TEXTABSCHNITT:
Die Empörung in Deutschland könnte kaum größer sein. Dass die USA offenbar ungeniert das Handy der deutschen Kanzlerin ausspioniert haben, sorgt in Deutschland für große Aufregung und noch größere Hilflosigkeit. US-Regierungsvertreter haben einem Medienbericht zufolge eingeräumt, dass Bundeskanzlerin Angela Merkel bis in den Sommer hinein vom US-Geheimdienst NSA bespitzelt wurde. Präsident Barack Obama habe davon jedoch erst nach einer internen Untersuchung der US-Regierung erfahren, zitierte das "Wall Street Journal" (WSJ) namentlich nicht genannte Regierungsvertreter.

Vieles ist noch unklar, eines allerdings ist sicher: Das deutsch-amerikanische Verhältnis hat großen Schaden genommen. Wie schnell die Risse zu kitten sind, hängt entscheidend von einer Frage ab: Was wusste Obama?

ANGEZEIGTE DATEN:

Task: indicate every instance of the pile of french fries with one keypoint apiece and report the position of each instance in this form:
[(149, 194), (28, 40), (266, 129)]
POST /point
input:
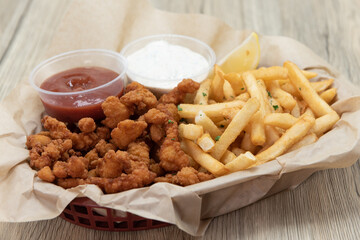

AUFGABE 1:
Fasse den Text über die Ausspähung von Merkels Handy durch die NSA in zwei Sätzen zusammen.
AUFGABE 2:
Wann hat Präsident Obama laut dem Text über die Ausspähung von Merkels Handy von der Bespitzelung erfahren?
AUFGABE 3:
Setze den Text über die Ausspähung von Merkels Handy durch die NSA nach seinem letzten Satz fort.
Die Auflistung ist eigenständiges Material und hat mit dem Textabschnitt nichts zu tun.

ERGEBNIS 1:
Einem Bericht des "Wall Street Journal" zufolge haben US-Regierungsvertreter eingeräumt, dass der US-Geheimdienst NSA Bundeskanzlerin Angela Merkel bis in den Sommer hinein bespitzelt hat, was in Deutschland große Empörung auslöst. Das deutsch-amerikanische Verhältnis hat dadurch großen Schaden genommen, und wie schnell die Risse zu kitten sind, hängt entscheidend davon ab, was Obama wusste.

ERGEBNIS 2:
Erst nach einer internen Untersuchung der US-Regierung.

ERGEBNIS 3:
Sollte der US-Präsident, der noch im Sommer bestens gelaunt Merkel in Berlin besuchte, tatsächlich über die Ausspähungen Bescheid gewusst haben, dürfte das Vertrauen zwischen den beiden Staatsoberhäuptern endgültig zerbrechen. Obama beteuerte zwar, dass er keine Ahnung davon gehabt habe - doch so recht wollte ihm das kaum noch jemand glauben. Die "Bild am Sonntag" berichtete dann auch, dass NSA-Chef Keith Alexander den Präsidenten bereits 2010 über den Lauschangriff informiert habe. Nie habe er mit Obama über die Operation gesprochen, versicherte eine NSA-Sprecherin zwar, überprüfbar ist das aber kaum.

Sicherheitsberater als Puffer?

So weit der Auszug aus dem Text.